• [読解本文]
────────────────────────────────────────

今年の夏に姪っ子が誕生した。子供が大の苦手で、姪の親である姉ともかなり仲が悪いので、生まれる前はちゃんと赤ん坊のことを可愛がることができるか心配だった。実際に生まれると、彼女の可愛さには私が子供も姉も嫌いということを忘れさせる魔力があることを知った。成長したら彼女に大いに貢いでしまいそうで末恐ろしい。何を貢ごうかな。デパコスかな、海外旅行かな。そんな取り止めのない妄想に浮かれる日々である。
そんな姪の父親(義兄)がボソッとこう言ったそうだ。
「二重になるかなぁ」
聞き捨てならなかった。まず第一に、心臓が奇形でそれに併発する障害を持って生まれてきた私としては、彼女の容姿の心配より先に健康を祈っていてほしかった。そして、私は二重にならなかった"残念"な女だからだ。
だんだんと、一重は美しくないものという社会の風潮を理解した
母は日本人離れした容姿の持ち主でパッチリ二重、父は色白のっぺり一重という極端なほど容姿が違う親から生まれてきた私たち姉妹。姉は両親のちょうど中間で普通の日本人顔(奥二重)だが、私は"残念"なことに父と瓜二つで生まれてきてしまった。このことで自分の容姿にかなり苦しめられ、その結果かなり無駄な時間を過ごすことになった。
小学生になると可愛い子たちはみんな二重であることを知る。小学生向けのファッション雑誌を読んでも一重のモデルなんて出てこない。テレビに出てる女性たちもみんな示し合わせたかのような二重瞼の持ち主で、一重なのはあまりいい扱いを受けていない女芸人たちぐらいだった。クラスの男子からはオカメ納豆に似ていると言われた。彼らが可愛い子と可愛くない子で明らかに接する態度を変えることにも気づいた。直接ブスと言われたこともある。姉にもブスと言われ続けた。親戚の叔母ですら容姿をからかってきた。
だんだんと、一重は美しくないものという社会の風潮を理解した。自分の中で一重コンプレックスが積りに積もった結果、幅の広い二重幅を持つ男性アイドルにハマった。一重瞼は女だけじゃなくて男も美しくない、二重の男性は表情豊かで魅力的と感じ始めたのだ。
アイプチなどを試したが、不器用で上手くできなかったのですぐに諦めた
中学生になった頃、ハイティーン向けファッション雑誌を読むとメイクの仕方が書かれていた。「アイシャドウを二重幅に・・・」と、当たり前かのように二重である前提で書いてあることに驚愕した。ちょうど化粧に興味を持ち始めた頃だったので、書いてある通りにメイクした。全く映えなくて落ち込んだ。母にメイクの仕方を聞いたが、羨ましいほど幅の広い二重の持ち主である母は化粧に興味がないからよく分からないと言い放った。ショックだった。そもそも可愛いと周囲からチヤホヤされて育った母は容姿にコンプレックスなどあるはずがなく、化粧に興味などないと曲解したのだった。この時期にアイプチなどを試したが、不器用で上手くできなかったのですぐに諦めた。

────────────────────────────────────────

• [表示リスト]
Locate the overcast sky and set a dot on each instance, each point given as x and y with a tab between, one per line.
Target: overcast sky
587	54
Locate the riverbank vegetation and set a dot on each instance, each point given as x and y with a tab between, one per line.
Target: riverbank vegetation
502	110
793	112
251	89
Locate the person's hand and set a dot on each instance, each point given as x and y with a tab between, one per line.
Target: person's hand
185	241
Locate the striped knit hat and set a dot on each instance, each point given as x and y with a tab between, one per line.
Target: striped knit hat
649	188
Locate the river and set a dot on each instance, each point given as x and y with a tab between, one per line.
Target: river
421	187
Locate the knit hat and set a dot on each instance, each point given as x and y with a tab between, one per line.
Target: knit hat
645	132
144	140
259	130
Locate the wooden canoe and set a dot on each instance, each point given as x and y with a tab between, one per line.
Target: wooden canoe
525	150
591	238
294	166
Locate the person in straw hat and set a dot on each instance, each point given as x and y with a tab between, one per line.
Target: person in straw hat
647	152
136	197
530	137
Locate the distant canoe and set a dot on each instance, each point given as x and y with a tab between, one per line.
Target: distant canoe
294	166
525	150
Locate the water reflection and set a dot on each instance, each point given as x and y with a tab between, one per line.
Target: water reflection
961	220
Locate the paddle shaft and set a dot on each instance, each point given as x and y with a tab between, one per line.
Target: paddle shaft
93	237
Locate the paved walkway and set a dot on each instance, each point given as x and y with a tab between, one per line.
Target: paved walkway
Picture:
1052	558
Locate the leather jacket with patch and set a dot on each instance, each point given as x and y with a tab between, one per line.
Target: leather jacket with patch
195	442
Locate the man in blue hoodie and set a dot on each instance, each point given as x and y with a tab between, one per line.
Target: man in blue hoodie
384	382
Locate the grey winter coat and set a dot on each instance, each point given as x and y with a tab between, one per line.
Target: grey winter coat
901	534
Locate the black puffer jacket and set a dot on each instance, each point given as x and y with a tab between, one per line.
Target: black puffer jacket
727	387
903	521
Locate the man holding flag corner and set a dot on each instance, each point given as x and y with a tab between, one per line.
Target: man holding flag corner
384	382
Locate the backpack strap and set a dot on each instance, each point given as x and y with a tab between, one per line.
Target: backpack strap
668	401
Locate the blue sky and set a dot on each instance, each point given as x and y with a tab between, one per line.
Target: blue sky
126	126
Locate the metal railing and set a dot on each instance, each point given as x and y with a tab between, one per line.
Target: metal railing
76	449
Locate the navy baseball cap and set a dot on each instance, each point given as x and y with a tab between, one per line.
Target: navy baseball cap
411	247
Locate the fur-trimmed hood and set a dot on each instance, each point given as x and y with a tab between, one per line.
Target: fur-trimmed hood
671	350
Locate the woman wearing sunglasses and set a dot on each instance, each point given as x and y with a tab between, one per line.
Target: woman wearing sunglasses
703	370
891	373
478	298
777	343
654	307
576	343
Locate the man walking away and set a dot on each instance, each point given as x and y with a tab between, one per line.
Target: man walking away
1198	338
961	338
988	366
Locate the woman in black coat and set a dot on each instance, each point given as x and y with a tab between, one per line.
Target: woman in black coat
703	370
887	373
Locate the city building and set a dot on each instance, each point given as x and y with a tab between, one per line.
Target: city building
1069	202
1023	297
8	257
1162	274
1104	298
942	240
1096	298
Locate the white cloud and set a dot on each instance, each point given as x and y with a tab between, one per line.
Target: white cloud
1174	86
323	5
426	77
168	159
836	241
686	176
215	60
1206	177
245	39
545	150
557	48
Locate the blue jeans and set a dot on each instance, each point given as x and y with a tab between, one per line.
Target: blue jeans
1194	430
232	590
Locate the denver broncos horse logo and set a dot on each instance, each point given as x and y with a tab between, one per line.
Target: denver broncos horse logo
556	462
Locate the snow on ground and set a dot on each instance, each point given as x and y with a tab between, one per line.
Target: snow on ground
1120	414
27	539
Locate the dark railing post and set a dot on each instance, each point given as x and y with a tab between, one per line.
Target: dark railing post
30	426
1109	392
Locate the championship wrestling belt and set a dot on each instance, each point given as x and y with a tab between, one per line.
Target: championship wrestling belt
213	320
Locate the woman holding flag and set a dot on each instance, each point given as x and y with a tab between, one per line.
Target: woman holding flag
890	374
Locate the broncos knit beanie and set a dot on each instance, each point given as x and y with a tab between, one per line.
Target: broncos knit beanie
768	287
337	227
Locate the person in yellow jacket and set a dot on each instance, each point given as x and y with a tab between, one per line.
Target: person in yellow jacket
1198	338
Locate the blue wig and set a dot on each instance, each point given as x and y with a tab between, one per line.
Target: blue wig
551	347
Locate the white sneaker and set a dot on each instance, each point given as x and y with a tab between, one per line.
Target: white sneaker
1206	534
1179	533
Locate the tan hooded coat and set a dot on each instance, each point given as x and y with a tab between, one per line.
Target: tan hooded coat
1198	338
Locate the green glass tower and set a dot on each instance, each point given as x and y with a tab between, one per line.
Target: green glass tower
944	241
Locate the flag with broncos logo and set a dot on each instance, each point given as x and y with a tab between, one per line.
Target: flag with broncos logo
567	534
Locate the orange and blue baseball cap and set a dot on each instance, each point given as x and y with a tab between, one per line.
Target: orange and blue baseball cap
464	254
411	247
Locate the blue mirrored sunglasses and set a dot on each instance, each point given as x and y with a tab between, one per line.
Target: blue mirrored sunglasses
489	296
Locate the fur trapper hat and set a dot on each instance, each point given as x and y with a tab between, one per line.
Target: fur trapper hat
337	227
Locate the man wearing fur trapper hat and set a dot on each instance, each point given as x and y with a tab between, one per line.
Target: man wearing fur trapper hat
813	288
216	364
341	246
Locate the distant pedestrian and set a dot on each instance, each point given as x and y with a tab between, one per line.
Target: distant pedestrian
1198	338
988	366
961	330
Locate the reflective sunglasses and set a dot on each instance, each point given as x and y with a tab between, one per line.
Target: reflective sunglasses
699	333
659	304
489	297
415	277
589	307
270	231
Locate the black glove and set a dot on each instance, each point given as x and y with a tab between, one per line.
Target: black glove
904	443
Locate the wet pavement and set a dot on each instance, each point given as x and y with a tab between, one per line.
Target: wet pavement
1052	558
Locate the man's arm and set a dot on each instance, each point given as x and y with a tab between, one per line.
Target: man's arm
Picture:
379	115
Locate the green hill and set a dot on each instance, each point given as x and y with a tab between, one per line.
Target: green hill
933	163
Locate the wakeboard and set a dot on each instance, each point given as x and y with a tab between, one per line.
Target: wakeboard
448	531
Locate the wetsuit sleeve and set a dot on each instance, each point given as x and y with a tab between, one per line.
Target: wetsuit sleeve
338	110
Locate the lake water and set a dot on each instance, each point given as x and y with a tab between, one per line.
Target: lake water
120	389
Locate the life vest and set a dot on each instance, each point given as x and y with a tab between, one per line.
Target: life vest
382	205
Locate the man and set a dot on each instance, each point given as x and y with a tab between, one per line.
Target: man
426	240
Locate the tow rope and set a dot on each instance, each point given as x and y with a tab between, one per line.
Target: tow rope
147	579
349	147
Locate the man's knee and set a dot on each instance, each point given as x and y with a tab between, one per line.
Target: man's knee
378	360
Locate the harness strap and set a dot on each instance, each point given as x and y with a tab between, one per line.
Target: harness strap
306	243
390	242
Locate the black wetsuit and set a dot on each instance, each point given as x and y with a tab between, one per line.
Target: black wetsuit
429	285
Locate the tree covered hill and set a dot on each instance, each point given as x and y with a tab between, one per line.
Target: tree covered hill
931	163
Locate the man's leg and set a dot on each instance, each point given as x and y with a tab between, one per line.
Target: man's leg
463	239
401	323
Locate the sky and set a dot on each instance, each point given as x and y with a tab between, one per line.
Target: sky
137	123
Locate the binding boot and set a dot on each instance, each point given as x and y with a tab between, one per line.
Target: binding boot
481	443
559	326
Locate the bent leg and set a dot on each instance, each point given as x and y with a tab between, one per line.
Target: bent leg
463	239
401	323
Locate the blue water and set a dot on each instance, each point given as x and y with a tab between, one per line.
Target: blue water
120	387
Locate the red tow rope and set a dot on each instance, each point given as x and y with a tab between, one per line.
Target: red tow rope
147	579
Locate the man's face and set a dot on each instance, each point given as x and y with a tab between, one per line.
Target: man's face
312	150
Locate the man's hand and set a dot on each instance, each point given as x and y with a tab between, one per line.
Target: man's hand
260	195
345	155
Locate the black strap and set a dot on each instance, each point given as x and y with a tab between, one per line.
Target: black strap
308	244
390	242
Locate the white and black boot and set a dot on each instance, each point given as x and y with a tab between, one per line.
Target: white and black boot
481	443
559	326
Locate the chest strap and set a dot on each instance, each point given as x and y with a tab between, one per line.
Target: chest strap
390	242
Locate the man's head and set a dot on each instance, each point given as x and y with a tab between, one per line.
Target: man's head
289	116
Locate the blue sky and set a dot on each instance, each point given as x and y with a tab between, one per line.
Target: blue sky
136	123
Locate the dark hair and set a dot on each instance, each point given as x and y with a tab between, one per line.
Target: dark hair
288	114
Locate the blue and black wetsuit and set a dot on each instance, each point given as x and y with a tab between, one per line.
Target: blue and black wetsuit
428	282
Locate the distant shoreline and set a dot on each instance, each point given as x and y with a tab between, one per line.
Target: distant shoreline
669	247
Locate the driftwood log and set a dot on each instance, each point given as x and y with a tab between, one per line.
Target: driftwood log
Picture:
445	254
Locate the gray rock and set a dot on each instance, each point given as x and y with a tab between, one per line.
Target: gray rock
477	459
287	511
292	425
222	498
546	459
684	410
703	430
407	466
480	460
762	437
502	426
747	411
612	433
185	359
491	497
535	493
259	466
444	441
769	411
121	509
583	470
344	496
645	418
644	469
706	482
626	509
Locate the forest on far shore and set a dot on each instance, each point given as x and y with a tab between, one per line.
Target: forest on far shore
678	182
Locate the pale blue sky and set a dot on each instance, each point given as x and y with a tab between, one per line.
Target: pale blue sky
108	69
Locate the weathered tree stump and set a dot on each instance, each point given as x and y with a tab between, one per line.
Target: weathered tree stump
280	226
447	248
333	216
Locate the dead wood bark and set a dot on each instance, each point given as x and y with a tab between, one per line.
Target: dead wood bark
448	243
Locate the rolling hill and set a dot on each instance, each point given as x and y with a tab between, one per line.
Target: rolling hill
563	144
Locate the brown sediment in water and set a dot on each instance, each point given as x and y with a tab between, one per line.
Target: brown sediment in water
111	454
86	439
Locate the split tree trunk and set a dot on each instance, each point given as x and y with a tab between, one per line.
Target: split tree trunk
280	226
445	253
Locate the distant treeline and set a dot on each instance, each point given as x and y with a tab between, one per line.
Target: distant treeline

────────────────────────────────────────

• [課題一覧]
1. 本文の「小学生になると可愛い子たちは」で始まる段落を、主な事実を残して箇条書きにまとめられますか？
2. リストのうち「Locate the driftwood」を含む行からリストの末尾までの行（両端を含む）を、空行を除いて、「番号」と「行」の2列のMarkdown表に書き直してもらえますか？

• [解答例]
1.
- 小学生になると、可愛い子はみんな二重だと知った。
- 小学生向けファッション雑誌に一重のモデルは出てこなかった。
- テレビの女性たちもみな二重で、一重なのはあまりいい扱いを受けていない女芸人ぐらいだった。
- クラスの男子にオカメ納豆に似ていると言われた。
- 男子が可愛い子とそうでない子で態度を変えることにも気づいた。
- 直接ブスと言われたことがあり、姉にも言われ続けた。
- 親戚の叔母にまで容姿をからかわれた。

2.
| 番号 | 行 |
|---|---|
| 1 | Locate the driftwood log and set a dot on each instance, each point given as x and y with a tab between, one per line. |
| 2 | Target: driftwood log |
| 3 | Picture: |
| 4 | 445	254 |
| 5 | Locate the gray rock and set a dot on each instance, each point given as x and y with a tab between, one per line. |
| 6 | Target: gray rock |
| 7 | 477	459 |
| 8 | 287	511 |
| 9 | 292	425 |
| 10 | 222	498 |
| 11 | 546	459 |
| 12 | 684	410 |
| 13 | 703	430 |
| 14 | 407	466 |
| 15 | 480	460 |
| 16 | 762	437 |
| 17 | 502	426 |
| 18 | 747	411 |
| 19 | 612	433 |
| 20 | 185	359 |
| 21 | 491	497 |
| 22 | 535	493 |
| 23 | 259	466 |
| 24 | 444	441 |
| 25 | 769	411 |
| 26 | 121	509 |
| 27 | 583	470 |
| 28 | 344	496 |
| 29 | 645	418 |
| 30 | 644	469 |
| 31 | 706	482 |
| 32 | 626	509 |
| 33 | Locate the forest on far shore and set a dot on each instance, each point given as x and y with a tab between, one per line. |
| 34 | Target: forest on far shore |
| 35 | 678	182 |
| 36 | Locate the pale blue sky and set a dot on each instance, each point given as x and y with a tab between, one per line. |
| 37 | Target: pale blue sky |
| 38 | 108	69 |
| 39 | Locate the weathered tree stump and set a dot on each instance, each point given as x and y with a tab between, one per line. |
| 40 | Target: weathered tree stump |
| 41 | 280	226 |
| 42 | 447	248 |
| 43 | 333	216 |
| 44 | Locate the dead wood bark and set a dot on each instance, each point given as x and y with a tab between, one per line. |
| 45 | Target: dead wood bark |
| 46 | 448	243 |
| 47 | Locate the rolling hill and set a dot on each instance, each point given as x and y with a tab between, one per line. |
| 48 | Target: rolling hill |
| 49 | 563	144 |
| 50 | Locate the brown sediment in water and set a dot on each instance, each point given as x and y with a tab between, one per line. |
| 51 | Target: brown sediment in water |
| 52 | 111	454 |
| 53 | 86	439 |
| 54 | Locate the split tree trunk and set a dot on each instance, each point given as x and y with a tab between, one per line. |
| 55 | Target: split tree trunk |
| 56 | 280	226 |
| 57 | 445	253 |
| 58 | Locate the distant treeline and set a dot on each instance, each point given as x and y with a tab between, one per line. |
| 59 | Target: distant treeline |